(Records from a point labeling set)
● ● ●
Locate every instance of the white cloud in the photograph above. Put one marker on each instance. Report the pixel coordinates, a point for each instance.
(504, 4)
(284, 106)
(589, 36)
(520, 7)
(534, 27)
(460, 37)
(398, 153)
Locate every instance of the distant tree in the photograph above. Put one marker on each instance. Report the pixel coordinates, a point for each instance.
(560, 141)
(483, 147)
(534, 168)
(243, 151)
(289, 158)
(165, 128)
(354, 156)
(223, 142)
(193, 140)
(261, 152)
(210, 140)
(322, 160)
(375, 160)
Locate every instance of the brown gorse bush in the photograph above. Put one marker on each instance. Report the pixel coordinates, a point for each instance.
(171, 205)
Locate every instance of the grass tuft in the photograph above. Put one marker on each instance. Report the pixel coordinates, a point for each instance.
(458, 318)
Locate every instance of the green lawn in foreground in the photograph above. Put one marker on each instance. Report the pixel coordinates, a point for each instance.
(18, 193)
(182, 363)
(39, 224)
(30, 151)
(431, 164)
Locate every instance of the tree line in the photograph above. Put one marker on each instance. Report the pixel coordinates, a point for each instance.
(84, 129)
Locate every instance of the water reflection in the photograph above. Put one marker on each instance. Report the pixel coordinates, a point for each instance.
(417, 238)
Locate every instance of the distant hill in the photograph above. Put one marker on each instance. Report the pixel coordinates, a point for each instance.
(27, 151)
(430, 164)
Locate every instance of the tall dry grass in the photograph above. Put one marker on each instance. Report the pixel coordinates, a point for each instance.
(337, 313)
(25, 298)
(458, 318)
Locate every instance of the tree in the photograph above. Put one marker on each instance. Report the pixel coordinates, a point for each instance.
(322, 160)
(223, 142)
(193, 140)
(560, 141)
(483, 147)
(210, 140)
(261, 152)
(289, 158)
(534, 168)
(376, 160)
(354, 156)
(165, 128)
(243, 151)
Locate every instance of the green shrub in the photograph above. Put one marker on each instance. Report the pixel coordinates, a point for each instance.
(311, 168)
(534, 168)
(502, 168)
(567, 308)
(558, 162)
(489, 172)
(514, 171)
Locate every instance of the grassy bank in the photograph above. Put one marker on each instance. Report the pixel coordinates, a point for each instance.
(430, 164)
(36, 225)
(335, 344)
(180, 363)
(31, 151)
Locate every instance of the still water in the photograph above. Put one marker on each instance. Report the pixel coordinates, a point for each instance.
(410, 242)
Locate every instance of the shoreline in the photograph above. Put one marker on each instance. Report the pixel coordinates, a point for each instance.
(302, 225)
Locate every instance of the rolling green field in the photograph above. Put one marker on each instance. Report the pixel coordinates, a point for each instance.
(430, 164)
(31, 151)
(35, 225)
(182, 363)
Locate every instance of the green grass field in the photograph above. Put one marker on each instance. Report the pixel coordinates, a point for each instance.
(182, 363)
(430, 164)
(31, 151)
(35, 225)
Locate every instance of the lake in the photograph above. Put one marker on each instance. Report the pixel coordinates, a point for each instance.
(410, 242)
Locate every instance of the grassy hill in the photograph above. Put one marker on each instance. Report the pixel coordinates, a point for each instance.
● ● ●
(Aim) Copy all of the lines above word for word.

(Solution to this exercise)
Locate every instance of the white cloud in the photograph above. Put one marker on each instance. Report the pixel coordinates, a point for each instance.
(504, 4)
(284, 106)
(589, 36)
(520, 7)
(534, 27)
(460, 37)
(398, 153)
Locate every instance of the distant tree in the photograph above. Put one marker on each instance. Report the pixel coordinates, a point for each instance.
(560, 141)
(483, 147)
(534, 168)
(243, 151)
(289, 158)
(165, 128)
(354, 156)
(223, 142)
(193, 140)
(261, 152)
(210, 140)
(322, 160)
(375, 160)
Locate every instance of the brown gorse bush in the photograph above. Put one marker on each instance. Report the pixel coordinates, a point for each instance.
(171, 205)
Locate every instance of the grass tuft in the photograph above. Put one marker on each instance. Report the pixel coordinates, a point for each instance.
(458, 318)
Locate every instance of the green lawn in foreground in the photograph above. Put one marker on each instance. Report the pixel coordinates, a point for each instance.
(18, 193)
(182, 363)
(39, 224)
(30, 151)
(431, 164)
Locate every instance of the tree line in the photograph above. Put one marker on each instance. Report the pixel coordinates, a point for each instance.
(84, 129)
Locate every instance of the water reflection in the photograph above. Put one marker on each instance. Report the pixel coordinates, a point for each instance.
(417, 238)
Locate every instance of the distant hill in the photograph above. Put one marker on each instance. Report the pixel coordinates, a point for each instance.
(27, 151)
(430, 164)
Locate every instance of the tall dry grass in the photograph above. Put one marker on each instance. Report the pixel coordinates, a point for each instance.
(337, 313)
(25, 298)
(458, 318)
Locate every instance of the tree in the photograph above. Put one marker on each instance. Report the pixel coordinates, a point for each instance.
(322, 160)
(223, 142)
(193, 140)
(560, 141)
(483, 147)
(210, 140)
(261, 152)
(289, 158)
(534, 168)
(376, 160)
(354, 156)
(165, 128)
(243, 151)
Locate every instance of the green shrub in the photograph above. Put one marker on each instance. Report the pixel coordinates, a point for each instance.
(311, 168)
(534, 168)
(502, 168)
(567, 308)
(558, 162)
(489, 172)
(514, 171)
Locate every instance of the grassy bank in the photograph above. Put one marker on each instance. Report the pixel coordinates, a point for each instance.
(430, 164)
(36, 225)
(335, 344)
(180, 363)
(31, 151)
Locate every instance of the still water in the photograph above. Put one marker on each instance. Report the pixel coordinates, a point for each instance.
(410, 242)
Locate every instance of the shoreline in the photograph above. Put one marker on each instance. Report the pixel coordinates, a point for each instance.
(302, 225)
Locate every instance of the rolling green field in the photograph above. Put one marker on each instance. Report the pixel coordinates, a point for each instance.
(430, 164)
(31, 151)
(35, 225)
(182, 363)
Locate every instance of the green grass field in the photograph above. Put one marker on each instance. Report the pixel coordinates, a point for each instance.
(182, 363)
(430, 164)
(31, 151)
(35, 225)
Locate every instance of the lake in the photograph above. Put one marker on each instance. Report the pixel coordinates, a point for each instance.
(410, 242)
Locate every instance of the grassy hill in the photograph above. Put one marker on each instance. Report the pixel coordinates, a point for each instance.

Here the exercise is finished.